§ **Reading text**:
▬▬▬▬▬▬▬▬▬▬
* Set up tokenizer/ tests properly, using a session-scoped fixture to avoid long load/unload times. Tokenizer tests now complete in 20 seconds.

2025-10-25 05:01:02 +03:00 · 2015-06-07 17:24:49 +02:00 · 2015-06-07 17:24:49 +02:00 · 877abb0e5b
commit 877abb0e5b
parent 1d5f20fdda
13 changed files with 126 additions and 190 deletions
--- a/tests/tokenizer/conftest.py
+++ b/tests/tokenizer/conftest.py
@ -0,0 +1,11 @@
+import pytest
+from spacy.en import English
+
+
+@pytest.fixture(scope="session")
+def EN():
+    return English(load_vectors=False)
+
+@pytest.fixture(scope="session")
+def en_tokenizer(EN):
+    return EN.tokenizer
--- a/tests/tokenizer/test_contractions.py
+++ b/tests/tokenizer/test_contractions.py
@ -1,34 +1,31 @@
 from __future__ import unicode_literals
 import pytest

-from spacy.en import English

-EN = English()
-
-def test_possess():
-    tokens = EN("Mike's", parse=False, tag=False)
-    assert EN.vocab.strings[tokens[0].orth] == "Mike"
-    assert EN.vocab.strings[tokens[1].orth] == "'s"
+def test_possess(en_tokenizer):
+    tokens = en_tokenizer("Mike's")
+    assert en_tokenizer.vocab.strings[tokens[0].orth] == "Mike"
+    assert en_tokenizer.vocab.strings[tokens[1].orth] == "'s"
    assert len(tokens) == 2


-def test_apostrophe():
-    tokens = EN("schools'", parse=False, tag=False)
+def test_apostrophe(en_tokenizer):
+    tokens = en_tokenizer("schools'")
    assert len(tokens) == 2
    assert tokens[1].orth_ == "'"
    assert tokens[0].orth_ == "schools"


-def test_LL():
-    tokens = EN("we'll", parse=False)
+def test_LL(en_tokenizer):
+    tokens = en_tokenizer("we'll")
    assert len(tokens) == 2
    assert tokens[1].orth_ == "'ll"
    assert tokens[1].lemma_ == "will"
    assert tokens[0].orth_ == "we"


-def test_aint():
-    tokens = EN("ain't", parse=False)
▬▬▬▬▬▬▬▬▬▬
§ **Exercise material**:
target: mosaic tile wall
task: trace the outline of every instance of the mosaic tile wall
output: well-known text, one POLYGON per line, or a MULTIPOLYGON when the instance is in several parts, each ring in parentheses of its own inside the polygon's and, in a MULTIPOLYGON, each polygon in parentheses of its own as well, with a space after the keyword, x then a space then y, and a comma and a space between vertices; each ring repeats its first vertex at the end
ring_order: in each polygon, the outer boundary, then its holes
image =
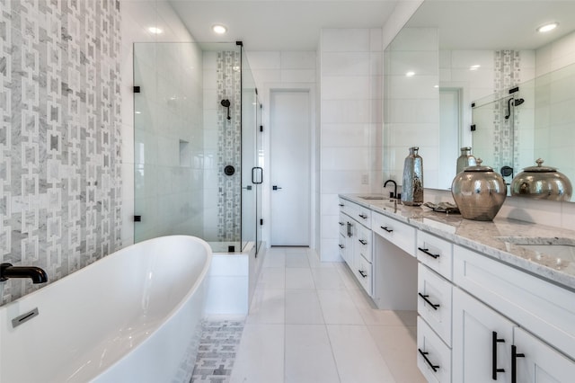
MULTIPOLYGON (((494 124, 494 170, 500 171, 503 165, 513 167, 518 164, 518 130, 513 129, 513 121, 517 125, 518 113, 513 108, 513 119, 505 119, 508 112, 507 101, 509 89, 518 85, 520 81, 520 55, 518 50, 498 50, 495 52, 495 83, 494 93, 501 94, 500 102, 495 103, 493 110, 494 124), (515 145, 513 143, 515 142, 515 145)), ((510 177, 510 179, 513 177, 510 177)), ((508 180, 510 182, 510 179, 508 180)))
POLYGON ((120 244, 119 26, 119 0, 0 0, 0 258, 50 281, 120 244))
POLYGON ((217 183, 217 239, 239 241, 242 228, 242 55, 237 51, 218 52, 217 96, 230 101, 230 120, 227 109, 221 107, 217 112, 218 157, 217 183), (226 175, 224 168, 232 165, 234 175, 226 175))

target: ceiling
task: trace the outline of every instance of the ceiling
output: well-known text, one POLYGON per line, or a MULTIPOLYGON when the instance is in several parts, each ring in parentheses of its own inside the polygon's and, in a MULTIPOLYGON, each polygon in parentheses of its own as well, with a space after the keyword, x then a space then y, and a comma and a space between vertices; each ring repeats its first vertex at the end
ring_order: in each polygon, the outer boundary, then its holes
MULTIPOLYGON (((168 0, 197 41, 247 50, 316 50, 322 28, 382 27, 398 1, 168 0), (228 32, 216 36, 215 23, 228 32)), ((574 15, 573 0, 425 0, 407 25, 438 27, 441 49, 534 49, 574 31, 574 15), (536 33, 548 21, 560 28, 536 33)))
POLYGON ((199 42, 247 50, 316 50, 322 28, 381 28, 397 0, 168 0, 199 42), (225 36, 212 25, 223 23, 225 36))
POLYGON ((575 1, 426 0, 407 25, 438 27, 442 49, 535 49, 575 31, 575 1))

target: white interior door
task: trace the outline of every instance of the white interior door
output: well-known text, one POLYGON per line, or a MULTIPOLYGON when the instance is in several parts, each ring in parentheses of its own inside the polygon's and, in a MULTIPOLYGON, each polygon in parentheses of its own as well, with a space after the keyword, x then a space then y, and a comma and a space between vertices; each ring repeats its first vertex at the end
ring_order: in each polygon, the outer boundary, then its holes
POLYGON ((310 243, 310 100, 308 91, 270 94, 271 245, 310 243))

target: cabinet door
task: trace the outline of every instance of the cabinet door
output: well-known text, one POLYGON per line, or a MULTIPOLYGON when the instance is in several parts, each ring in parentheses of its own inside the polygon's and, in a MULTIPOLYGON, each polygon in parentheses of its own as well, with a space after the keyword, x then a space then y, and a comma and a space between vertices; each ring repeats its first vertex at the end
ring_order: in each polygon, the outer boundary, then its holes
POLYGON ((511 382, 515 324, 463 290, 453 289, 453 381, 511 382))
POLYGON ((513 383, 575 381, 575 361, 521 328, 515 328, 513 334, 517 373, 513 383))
▬▬▬▬▬▬▬▬▬▬
§ **The tasks**:
1: In the commit text, how long do the tokenizer tests now take to complete?
2: Reproduce the records word for word, starting at their beginning and ending at the line that contains "POLYGON ((217 183, 217", with both ends included. Leave out the pictures.

§ **Exercise solutions**:
1: 20 seconds.

2:
target: mosaic tile wall
task: trace the outline of every instance of the mosaic tile wall
output: well-known text, one POLYGON per line, or a MULTIPOLYGON when the instance is in several parts, each ring in parentheses of its own inside the polygon's and, in a MULTIPOLYGON, each polygon in parentheses of its own as well, with a space after the keyword, x then a space then y, and a comma and a space between vertices; each ring repeats its first vertex at the end
ring_order: in each polygon, the outer boundary, then its holes
image =
MULTIPOLYGON (((494 124, 494 170, 500 171, 503 165, 513 167, 518 164, 518 130, 513 129, 513 121, 517 125, 518 113, 513 108, 513 119, 505 119, 508 112, 507 101, 509 89, 518 85, 520 81, 520 55, 518 50, 498 50, 495 52, 495 83, 494 93, 501 94, 500 102, 495 103, 493 110, 494 124), (515 145, 513 143, 515 142, 515 145)), ((510 177, 510 179, 513 177, 510 177)), ((508 180, 510 182, 510 179, 508 180)))
POLYGON ((120 244, 119 26, 119 0, 0 0, 0 258, 50 281, 120 244))
POLYGON ((217 183, 217 239, 239 241, 242 228, 242 55, 237 51, 218 52, 217 96, 230 101, 230 120, 227 109, 221 107, 217 112, 218 157, 217 183), (226 175, 224 168, 232 165, 234 175, 226 175))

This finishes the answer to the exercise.